## EXTRACTED DATA
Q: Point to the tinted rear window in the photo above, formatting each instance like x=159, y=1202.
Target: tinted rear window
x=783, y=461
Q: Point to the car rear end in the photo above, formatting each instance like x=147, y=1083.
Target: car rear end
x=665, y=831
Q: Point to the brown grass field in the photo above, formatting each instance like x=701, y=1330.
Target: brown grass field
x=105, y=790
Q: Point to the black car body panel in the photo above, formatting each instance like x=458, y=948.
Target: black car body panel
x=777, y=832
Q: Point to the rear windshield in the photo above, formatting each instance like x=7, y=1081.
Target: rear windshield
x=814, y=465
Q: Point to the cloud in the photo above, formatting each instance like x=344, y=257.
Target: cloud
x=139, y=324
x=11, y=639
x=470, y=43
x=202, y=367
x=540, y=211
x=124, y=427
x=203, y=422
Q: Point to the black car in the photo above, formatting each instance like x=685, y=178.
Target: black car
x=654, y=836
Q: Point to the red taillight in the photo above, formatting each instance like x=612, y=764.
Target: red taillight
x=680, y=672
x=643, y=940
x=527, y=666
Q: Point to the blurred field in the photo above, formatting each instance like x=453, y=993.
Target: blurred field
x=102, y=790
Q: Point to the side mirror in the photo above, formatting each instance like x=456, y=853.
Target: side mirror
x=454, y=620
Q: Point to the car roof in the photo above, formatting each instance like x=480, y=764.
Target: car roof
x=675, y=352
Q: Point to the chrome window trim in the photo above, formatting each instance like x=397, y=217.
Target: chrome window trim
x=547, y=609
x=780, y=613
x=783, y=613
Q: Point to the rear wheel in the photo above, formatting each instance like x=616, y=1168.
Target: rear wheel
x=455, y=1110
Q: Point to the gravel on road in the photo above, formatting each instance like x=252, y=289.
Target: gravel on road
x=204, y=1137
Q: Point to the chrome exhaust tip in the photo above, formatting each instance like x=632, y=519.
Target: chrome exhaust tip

## TRY IT
When a line in the material above holds the word "exhaust", copy that line.

## SOLUTION TO THIS EXERCISE
Q: Point to the chrome exhaust tip in the photo above, formatting each instance like x=632, y=519.
Target: chrome exhaust tip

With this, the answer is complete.